The canonical grokking setup trains a small transformer on a simple algorithmic task, such as modular addition. Inputs are tokenized pairs (e.g., “a b”), and the model must predict “a + b mod p.” The training set is small (a fraction of all possible pairs), so the model can memorize the observed examples. Training uses standard cross-entropy loss, and weight decay (L2 regularization) is applied to all parameters.

Two distinct solution families exist. The first is a memorization solution: the model learns a lookup-table-like mapping from seen pairs to outputs. This yields near-perfect training accuracy but weak generalization because the model has not learned the underlying group structure of modular addition. The second is an algorithmic solution: the model learns a latent representation that effectively performs addition in the group, which generalizes to unseen pairs.

### SUPPLIED INFORMATION:
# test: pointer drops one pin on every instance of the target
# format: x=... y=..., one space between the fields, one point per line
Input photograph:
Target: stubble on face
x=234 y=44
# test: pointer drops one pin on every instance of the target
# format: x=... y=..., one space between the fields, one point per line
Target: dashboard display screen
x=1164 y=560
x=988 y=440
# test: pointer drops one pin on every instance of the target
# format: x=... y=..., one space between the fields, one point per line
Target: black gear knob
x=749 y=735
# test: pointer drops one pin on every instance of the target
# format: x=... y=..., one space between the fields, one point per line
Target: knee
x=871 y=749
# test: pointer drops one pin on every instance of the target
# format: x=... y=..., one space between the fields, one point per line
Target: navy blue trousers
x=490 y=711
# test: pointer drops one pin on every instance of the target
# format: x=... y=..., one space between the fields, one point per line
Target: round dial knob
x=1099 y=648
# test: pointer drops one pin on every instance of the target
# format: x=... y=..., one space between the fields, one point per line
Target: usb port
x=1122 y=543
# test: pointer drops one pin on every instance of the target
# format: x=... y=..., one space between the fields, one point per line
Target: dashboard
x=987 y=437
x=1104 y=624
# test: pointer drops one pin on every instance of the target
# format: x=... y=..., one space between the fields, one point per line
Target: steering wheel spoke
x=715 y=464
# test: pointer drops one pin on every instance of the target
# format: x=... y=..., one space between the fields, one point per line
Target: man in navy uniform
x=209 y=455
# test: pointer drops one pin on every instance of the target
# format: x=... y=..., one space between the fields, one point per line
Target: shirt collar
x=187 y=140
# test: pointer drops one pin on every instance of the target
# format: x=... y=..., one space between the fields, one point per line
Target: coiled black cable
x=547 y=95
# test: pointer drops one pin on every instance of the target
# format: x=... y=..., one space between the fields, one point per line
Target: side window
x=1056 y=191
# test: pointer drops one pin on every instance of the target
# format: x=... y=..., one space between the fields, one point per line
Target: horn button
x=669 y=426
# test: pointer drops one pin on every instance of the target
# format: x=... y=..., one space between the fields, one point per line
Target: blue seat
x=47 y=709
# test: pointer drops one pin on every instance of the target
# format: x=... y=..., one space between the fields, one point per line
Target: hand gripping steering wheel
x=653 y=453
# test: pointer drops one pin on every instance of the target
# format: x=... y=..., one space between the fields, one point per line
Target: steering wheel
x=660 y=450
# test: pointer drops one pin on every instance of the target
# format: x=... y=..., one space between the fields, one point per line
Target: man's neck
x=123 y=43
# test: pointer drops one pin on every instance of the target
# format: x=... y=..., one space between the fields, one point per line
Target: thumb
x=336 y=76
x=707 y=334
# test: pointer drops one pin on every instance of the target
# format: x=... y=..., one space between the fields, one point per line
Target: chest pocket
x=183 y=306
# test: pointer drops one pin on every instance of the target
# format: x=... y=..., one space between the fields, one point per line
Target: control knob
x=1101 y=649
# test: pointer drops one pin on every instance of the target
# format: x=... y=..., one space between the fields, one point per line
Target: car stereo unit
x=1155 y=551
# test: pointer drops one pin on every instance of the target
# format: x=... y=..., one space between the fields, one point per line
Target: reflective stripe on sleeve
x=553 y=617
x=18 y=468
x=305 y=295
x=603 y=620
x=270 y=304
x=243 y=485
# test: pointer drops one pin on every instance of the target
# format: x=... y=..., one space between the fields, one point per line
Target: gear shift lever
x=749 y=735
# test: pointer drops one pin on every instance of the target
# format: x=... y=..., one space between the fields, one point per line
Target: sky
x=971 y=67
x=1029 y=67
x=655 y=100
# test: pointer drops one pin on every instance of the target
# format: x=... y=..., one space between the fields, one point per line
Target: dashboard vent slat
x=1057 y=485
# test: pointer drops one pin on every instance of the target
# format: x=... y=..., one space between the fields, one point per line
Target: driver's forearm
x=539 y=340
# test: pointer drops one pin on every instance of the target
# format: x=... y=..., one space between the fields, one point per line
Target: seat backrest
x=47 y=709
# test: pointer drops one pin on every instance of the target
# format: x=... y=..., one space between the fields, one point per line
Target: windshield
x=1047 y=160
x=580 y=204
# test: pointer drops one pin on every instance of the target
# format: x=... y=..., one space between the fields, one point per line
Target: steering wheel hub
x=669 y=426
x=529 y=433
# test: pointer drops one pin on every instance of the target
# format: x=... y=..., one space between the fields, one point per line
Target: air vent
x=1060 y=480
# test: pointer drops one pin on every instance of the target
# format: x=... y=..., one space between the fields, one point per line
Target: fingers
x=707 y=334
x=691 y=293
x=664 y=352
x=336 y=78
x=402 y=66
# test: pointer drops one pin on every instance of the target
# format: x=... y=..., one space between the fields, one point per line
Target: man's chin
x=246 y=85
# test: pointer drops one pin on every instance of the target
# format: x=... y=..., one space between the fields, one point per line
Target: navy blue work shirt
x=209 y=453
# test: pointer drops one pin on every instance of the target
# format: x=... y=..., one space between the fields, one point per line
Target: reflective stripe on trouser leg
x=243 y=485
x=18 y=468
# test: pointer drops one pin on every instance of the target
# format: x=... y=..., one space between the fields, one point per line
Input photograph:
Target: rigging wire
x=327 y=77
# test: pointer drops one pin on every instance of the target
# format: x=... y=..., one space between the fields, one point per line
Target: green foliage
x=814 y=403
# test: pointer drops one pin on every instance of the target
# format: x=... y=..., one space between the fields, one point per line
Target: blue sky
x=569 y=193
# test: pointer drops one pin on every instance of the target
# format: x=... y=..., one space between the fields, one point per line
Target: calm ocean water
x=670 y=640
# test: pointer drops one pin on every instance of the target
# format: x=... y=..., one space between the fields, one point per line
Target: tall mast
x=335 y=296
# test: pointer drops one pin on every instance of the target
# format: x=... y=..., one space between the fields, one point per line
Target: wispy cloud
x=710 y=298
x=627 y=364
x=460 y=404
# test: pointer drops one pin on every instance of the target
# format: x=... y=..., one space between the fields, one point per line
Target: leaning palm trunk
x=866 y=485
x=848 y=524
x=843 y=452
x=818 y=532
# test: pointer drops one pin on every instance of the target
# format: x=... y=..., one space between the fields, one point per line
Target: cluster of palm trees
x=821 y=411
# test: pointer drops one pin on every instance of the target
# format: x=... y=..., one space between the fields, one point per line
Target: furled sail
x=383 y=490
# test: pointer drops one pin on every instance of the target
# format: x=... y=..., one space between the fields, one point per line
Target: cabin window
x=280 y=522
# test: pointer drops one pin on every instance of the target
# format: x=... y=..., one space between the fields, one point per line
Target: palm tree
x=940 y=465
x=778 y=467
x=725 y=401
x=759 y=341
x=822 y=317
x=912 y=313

### ACTION ITEM:
Transcribe the passage on grokking word for word, starting at "The canonical grokking" and ending after "to all parameters.".

### OUTPUT OF THE EXERCISE:
The canonical grokking setup trains a small transformer on a simple algorithmic task, such as modular addition. Inputs are tokenized pairs (e.g., “a b”), and the model must predict “a + b mod p.” The training set is small (a fraction of all possible pairs), so the model can memorize the observed examples. Training uses standard cross-entropy loss, and weight decay (L2 regularization) is applied to all parameters.